SET PROBLEM
Count the lines in the records below that contain the string "landing". Reply with that number alone.

A block of data:

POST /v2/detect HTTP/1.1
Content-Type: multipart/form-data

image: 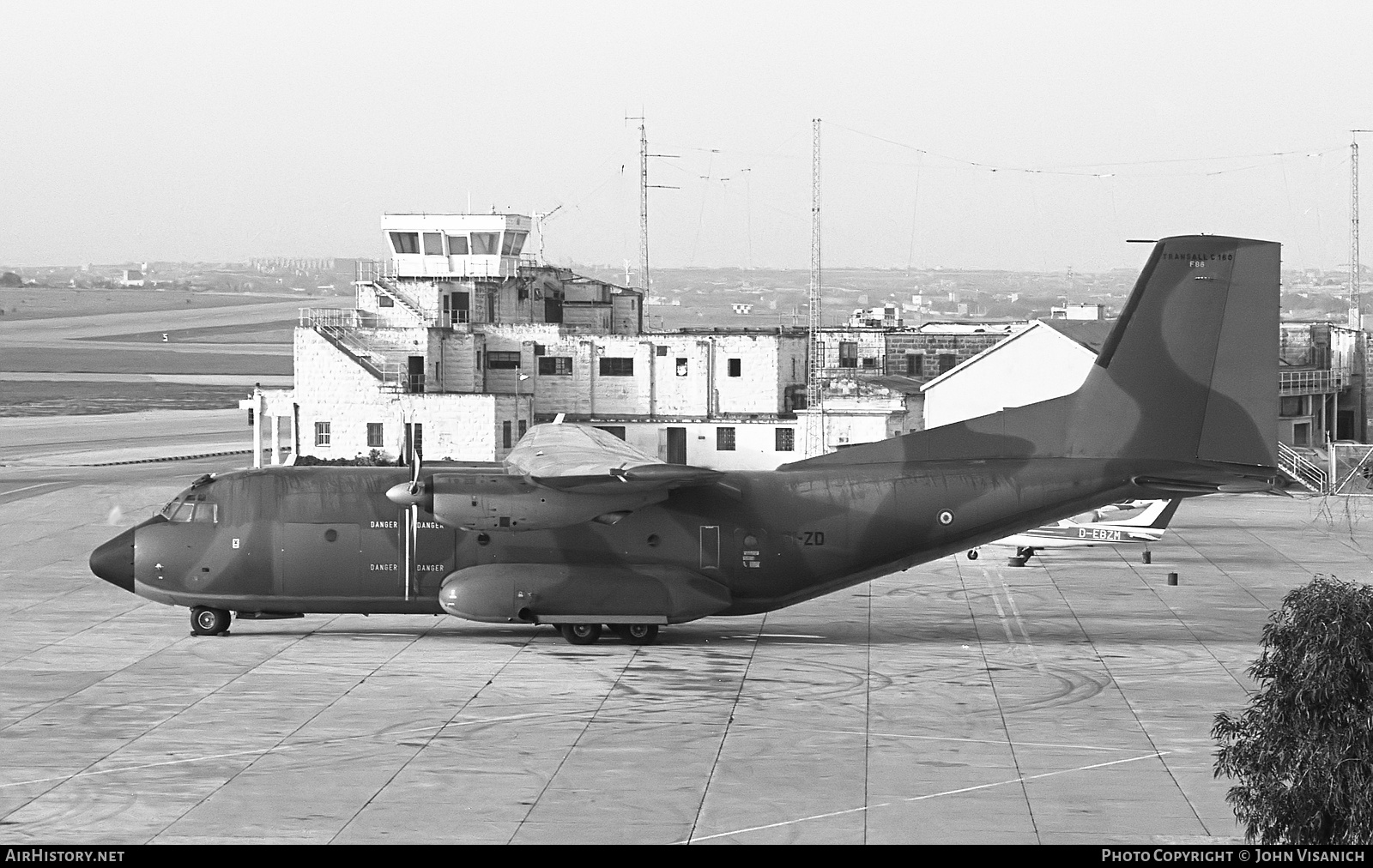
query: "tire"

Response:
[611,624,657,646]
[191,606,229,636]
[558,624,600,646]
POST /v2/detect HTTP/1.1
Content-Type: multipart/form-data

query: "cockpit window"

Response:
[162,494,220,525]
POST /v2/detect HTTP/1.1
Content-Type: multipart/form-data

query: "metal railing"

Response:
[1279,368,1350,395]
[300,308,416,329]
[1279,441,1329,494]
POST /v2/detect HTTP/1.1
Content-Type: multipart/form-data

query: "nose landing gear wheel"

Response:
[611,624,657,646]
[191,606,229,636]
[558,624,600,646]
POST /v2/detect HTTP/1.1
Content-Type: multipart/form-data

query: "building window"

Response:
[472,232,501,256]
[391,232,420,253]
[839,341,858,368]
[538,356,572,377]
[1279,395,1309,416]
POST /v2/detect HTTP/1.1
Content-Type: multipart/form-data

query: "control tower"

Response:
[382,214,533,280]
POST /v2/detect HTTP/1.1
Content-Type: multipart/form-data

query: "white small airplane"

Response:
[968,500,1182,567]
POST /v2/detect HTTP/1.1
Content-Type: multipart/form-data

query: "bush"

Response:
[295,449,400,467]
[1211,576,1373,845]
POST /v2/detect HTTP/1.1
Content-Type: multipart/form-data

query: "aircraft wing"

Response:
[505,423,723,494]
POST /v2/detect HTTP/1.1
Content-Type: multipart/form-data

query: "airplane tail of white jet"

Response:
[1097,498,1182,530]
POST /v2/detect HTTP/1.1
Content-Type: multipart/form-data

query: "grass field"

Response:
[0,286,309,320]
[0,347,293,375]
[0,381,251,416]
[80,318,298,347]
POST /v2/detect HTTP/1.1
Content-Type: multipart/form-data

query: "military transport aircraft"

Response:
[91,235,1279,644]
[968,498,1182,567]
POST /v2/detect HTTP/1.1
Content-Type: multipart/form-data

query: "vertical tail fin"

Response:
[1068,235,1281,467]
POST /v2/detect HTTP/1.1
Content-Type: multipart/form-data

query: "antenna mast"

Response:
[806,118,826,457]
[1350,130,1373,331]
[625,116,677,295]
[638,116,648,295]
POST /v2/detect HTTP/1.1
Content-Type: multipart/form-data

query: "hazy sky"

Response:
[0,0,1373,270]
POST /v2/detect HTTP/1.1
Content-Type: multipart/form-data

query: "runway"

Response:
[0,417,1373,845]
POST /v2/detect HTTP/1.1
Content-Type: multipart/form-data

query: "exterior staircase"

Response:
[1279,443,1330,494]
[300,309,405,391]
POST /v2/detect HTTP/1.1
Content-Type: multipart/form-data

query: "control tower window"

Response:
[472,232,501,256]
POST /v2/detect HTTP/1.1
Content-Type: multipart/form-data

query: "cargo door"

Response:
[663,429,686,464]
[276,523,402,598]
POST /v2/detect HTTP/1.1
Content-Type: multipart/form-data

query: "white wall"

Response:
[924,322,1097,429]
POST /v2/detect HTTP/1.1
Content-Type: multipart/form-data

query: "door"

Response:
[668,429,686,464]
[405,356,424,393]
[700,525,719,570]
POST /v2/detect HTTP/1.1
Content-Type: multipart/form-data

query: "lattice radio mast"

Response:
[625,116,678,295]
[806,118,826,457]
[1350,130,1373,331]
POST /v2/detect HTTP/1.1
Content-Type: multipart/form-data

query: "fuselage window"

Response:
[162,494,220,525]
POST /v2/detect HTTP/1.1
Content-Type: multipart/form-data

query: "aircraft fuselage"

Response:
[112,459,1160,621]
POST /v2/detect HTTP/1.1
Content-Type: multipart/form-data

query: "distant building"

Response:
[1049,304,1107,322]
[922,320,1110,429]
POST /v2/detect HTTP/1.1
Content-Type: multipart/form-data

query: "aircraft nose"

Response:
[91,527,133,594]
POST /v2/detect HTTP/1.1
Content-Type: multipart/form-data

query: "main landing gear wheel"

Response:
[558,624,600,646]
[191,606,229,636]
[609,624,657,646]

RIGHT ANSWER
2